==== Text block

Eckes came to Detroit anyway and exhibited her melted art, possessions and music CDs at curator/artist Jef Bourgeau’s Museum of New Art, aptly titling it The Burnt Show.

Eckes says she felt an immediate kinship with Detroit, a city of charred buildings, so she stayed. She tried living the San Francisco ideal of an artist with no car, but found it’s harder to live sans vehicle in the Motor City.

Along the way, she decided to bring a bunch of San Francisco artists to Detroit for an art/cultural exchange to help Detroiters learn about San Francisco’s art community and vice versa. Once the idea hatched, nothing would stop her.

It wasn’t easy. Some in the Detroit art scene were aghast. “Why would you want to show San Francisco art in Detroit?” they asked. Others were too busy to get involved. At times it must have seemed like trying to host a Yankee show in Georgia — locals here just don’t play that.

========

◆ Short task A:
Edit the passage about Eckes and Detroit by giving the stretch from "Eckes says she" through "don’t play that." with "aghast" replaced by "dismayed".
The listing below has no connection to the passage about Eckes and Detroit.

==== Rows

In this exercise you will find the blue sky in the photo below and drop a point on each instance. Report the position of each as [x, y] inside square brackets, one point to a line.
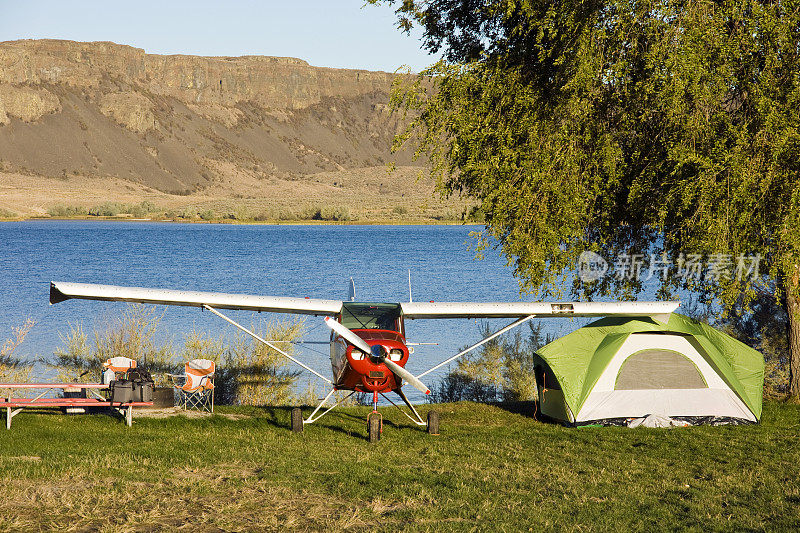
[332, 33]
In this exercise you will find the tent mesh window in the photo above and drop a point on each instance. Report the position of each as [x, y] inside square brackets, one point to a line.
[659, 369]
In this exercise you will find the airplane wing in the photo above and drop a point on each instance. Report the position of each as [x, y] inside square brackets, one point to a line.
[61, 291]
[658, 310]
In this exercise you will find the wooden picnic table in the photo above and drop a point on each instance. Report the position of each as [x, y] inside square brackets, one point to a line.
[15, 405]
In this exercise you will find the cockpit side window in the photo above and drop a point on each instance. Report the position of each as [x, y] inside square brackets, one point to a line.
[371, 316]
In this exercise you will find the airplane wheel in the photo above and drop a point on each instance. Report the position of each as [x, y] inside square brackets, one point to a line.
[433, 422]
[297, 420]
[374, 428]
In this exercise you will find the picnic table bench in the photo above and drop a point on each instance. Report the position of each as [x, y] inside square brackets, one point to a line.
[14, 406]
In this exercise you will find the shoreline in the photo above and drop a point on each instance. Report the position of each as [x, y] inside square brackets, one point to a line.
[364, 222]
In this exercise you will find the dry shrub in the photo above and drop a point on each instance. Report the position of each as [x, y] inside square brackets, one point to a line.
[501, 371]
[12, 369]
[132, 334]
[248, 372]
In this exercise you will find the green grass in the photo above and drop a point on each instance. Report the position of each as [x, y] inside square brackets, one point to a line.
[489, 469]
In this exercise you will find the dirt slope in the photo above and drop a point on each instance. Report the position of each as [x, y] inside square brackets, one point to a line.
[96, 114]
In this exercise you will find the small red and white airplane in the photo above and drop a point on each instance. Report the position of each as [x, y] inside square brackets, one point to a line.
[368, 347]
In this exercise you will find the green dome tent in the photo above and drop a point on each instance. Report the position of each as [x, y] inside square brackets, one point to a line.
[623, 367]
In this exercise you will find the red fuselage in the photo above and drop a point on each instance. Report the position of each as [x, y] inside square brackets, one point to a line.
[355, 370]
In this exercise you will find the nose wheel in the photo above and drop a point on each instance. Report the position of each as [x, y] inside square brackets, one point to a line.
[374, 421]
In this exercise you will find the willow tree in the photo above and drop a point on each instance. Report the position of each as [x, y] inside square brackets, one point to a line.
[621, 127]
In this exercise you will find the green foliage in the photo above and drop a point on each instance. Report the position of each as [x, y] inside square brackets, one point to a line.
[503, 370]
[761, 323]
[618, 126]
[329, 213]
[107, 209]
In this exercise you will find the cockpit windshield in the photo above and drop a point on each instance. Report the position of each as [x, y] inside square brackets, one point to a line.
[371, 316]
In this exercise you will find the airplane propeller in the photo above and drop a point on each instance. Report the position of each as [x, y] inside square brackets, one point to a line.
[376, 352]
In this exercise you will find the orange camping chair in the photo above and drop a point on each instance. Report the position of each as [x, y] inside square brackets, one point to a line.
[115, 366]
[196, 385]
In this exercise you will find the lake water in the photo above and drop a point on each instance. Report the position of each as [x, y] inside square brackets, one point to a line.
[313, 261]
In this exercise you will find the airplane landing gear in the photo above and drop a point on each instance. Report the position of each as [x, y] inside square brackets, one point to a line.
[374, 426]
[433, 423]
[297, 420]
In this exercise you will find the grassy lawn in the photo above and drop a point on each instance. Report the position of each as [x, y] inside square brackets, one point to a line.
[489, 469]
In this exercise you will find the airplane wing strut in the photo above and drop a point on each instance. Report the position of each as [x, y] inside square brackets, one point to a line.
[258, 338]
[479, 343]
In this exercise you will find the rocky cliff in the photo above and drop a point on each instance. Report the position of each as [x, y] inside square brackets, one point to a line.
[180, 123]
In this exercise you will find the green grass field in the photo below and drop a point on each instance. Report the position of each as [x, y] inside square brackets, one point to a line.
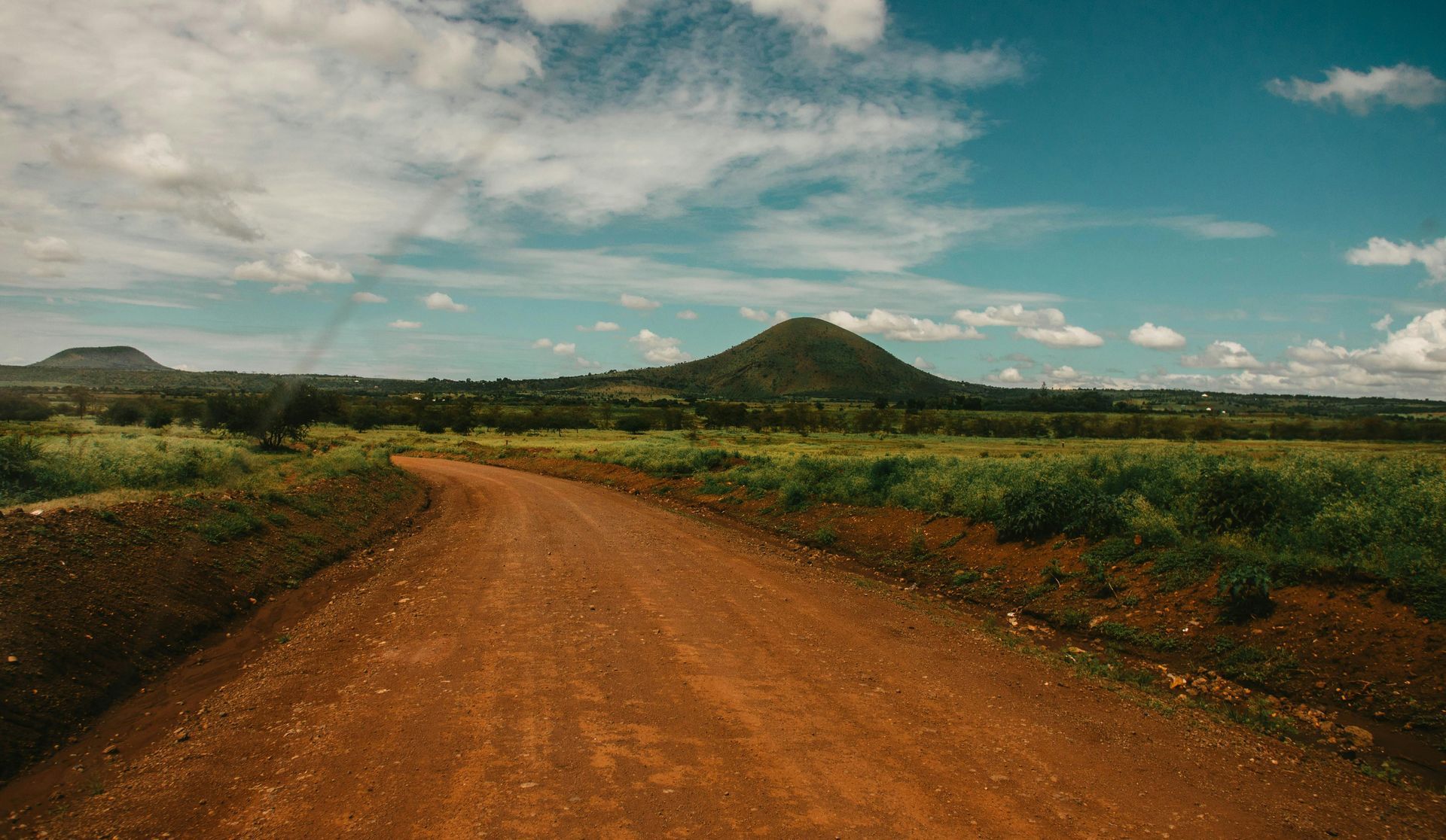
[1264, 513]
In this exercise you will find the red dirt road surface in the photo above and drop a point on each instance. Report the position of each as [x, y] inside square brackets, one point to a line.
[544, 658]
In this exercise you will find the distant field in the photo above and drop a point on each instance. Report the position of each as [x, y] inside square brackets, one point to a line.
[86, 463]
[80, 463]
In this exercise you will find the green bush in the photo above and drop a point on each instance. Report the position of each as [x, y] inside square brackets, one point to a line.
[1238, 498]
[1290, 518]
[1246, 592]
[633, 424]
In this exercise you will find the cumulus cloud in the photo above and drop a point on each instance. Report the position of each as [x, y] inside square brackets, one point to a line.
[292, 271]
[1156, 337]
[172, 182]
[1405, 86]
[658, 348]
[51, 249]
[1416, 348]
[1228, 355]
[1067, 336]
[564, 348]
[443, 303]
[1011, 315]
[848, 23]
[762, 317]
[900, 327]
[1383, 252]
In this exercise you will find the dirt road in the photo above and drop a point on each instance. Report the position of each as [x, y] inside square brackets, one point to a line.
[559, 659]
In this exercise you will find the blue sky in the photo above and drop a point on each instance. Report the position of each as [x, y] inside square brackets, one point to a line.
[1118, 194]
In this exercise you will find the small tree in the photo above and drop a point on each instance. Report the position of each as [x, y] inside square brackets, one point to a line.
[633, 424]
[272, 418]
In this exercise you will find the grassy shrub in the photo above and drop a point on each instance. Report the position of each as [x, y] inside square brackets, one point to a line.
[1246, 592]
[59, 466]
[1277, 521]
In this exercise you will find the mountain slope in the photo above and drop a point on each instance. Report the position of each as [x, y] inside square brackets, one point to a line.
[801, 358]
[102, 358]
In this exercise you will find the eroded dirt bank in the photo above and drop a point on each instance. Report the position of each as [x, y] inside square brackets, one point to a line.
[1331, 656]
[93, 602]
[551, 658]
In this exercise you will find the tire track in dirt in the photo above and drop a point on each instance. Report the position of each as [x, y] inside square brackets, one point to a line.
[557, 659]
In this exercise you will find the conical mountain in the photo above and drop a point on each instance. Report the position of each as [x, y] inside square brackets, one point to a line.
[801, 358]
[103, 358]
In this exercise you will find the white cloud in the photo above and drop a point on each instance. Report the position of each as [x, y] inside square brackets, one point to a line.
[956, 68]
[443, 303]
[867, 232]
[658, 348]
[1011, 315]
[850, 23]
[564, 348]
[1383, 252]
[762, 317]
[1060, 336]
[900, 327]
[638, 303]
[590, 12]
[1228, 355]
[51, 249]
[292, 271]
[1211, 227]
[172, 182]
[1405, 86]
[1156, 337]
[1046, 326]
[1416, 348]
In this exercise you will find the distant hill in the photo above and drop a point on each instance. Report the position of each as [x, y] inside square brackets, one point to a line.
[801, 358]
[103, 359]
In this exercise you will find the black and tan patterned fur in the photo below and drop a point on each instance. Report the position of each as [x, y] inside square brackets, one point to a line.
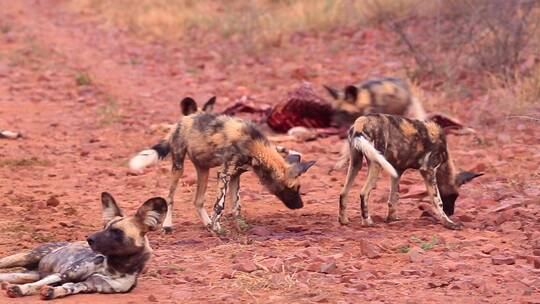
[108, 262]
[396, 144]
[234, 146]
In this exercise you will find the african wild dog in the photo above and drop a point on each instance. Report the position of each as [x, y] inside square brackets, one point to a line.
[236, 146]
[396, 144]
[386, 95]
[108, 262]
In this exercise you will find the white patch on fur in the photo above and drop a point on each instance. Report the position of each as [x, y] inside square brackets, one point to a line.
[417, 110]
[362, 144]
[152, 219]
[143, 159]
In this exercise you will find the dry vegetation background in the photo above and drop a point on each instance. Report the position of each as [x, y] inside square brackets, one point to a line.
[490, 46]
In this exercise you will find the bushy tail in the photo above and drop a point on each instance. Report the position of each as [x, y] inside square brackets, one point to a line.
[416, 109]
[362, 144]
[151, 156]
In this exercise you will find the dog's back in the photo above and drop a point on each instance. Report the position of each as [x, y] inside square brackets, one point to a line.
[404, 142]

========

◆ Short task B:
Set down the stretch of the listing from the line containing "In this exercise you will find the distant hill" through the end of the listing, exactly as the lines stand. Leave the picture out of your answer.

◆ Correct response A:
Eckes says she felt an immediate kinship with Detroit, a city of charred buildings, so she stayed. She tried living the San Francisco ideal of an artist with no car, but found it’s harder to live sans vehicle in the Motor City.

Along the way, she decided to bring a bunch of San Francisco artists to Detroit for an art/cultural exchange to help Detroiters learn about San Francisco’s art community and vice versa. Once the idea hatched, nothing would stop her.

It wasn’t easy. Some in the Detroit art scene were dismayed. “Why would you want to show San Francisco art in Detroit?” they asked. Others were too busy to get involved. At times it must have seemed like trying to host a Yankee show in Georgia — locals here just don’t play that.

◆ Correct response B:
In this exercise you will find the distant hill in the photo above and drop a point on each instance. Report the position of each as [x, y] inside square brackets, one point to a line.
[801, 358]
[103, 359]
In this exercise you will find the black and tan patterned fur in the photo below and drop a point on each instance. Report the position of each as [x, y] inside square brackets, one point to a line.
[108, 262]
[396, 144]
[234, 146]
In this exercise you will find the african wild dog in the photo above and drop a point on each instance. Report the position of each as [x, y] inside square brackets, one point to a line.
[236, 146]
[396, 144]
[386, 95]
[108, 262]
In this exercise you will find the white patch on fur in the photo above and drop a point on each instance. Report the position of each as [x, y] inside square brackets, one point to a line.
[417, 110]
[362, 144]
[152, 219]
[143, 159]
In this exercise you will find the dry vegetation background in the photo above and drop a point on each instance. Report the position of each as [x, y] inside square brackets, one point to a line.
[490, 46]
In this exercise you will find the bushy tail in the photo above and drop a point on each instance. Report the position of each as [x, y] inside square brackets, one point to a line.
[416, 109]
[362, 144]
[151, 156]
In this exercise you will find the dog's back in the photo above and drop a point on each instance. Report the position of each as [x, y] inside square brackets, one point to a line.
[404, 142]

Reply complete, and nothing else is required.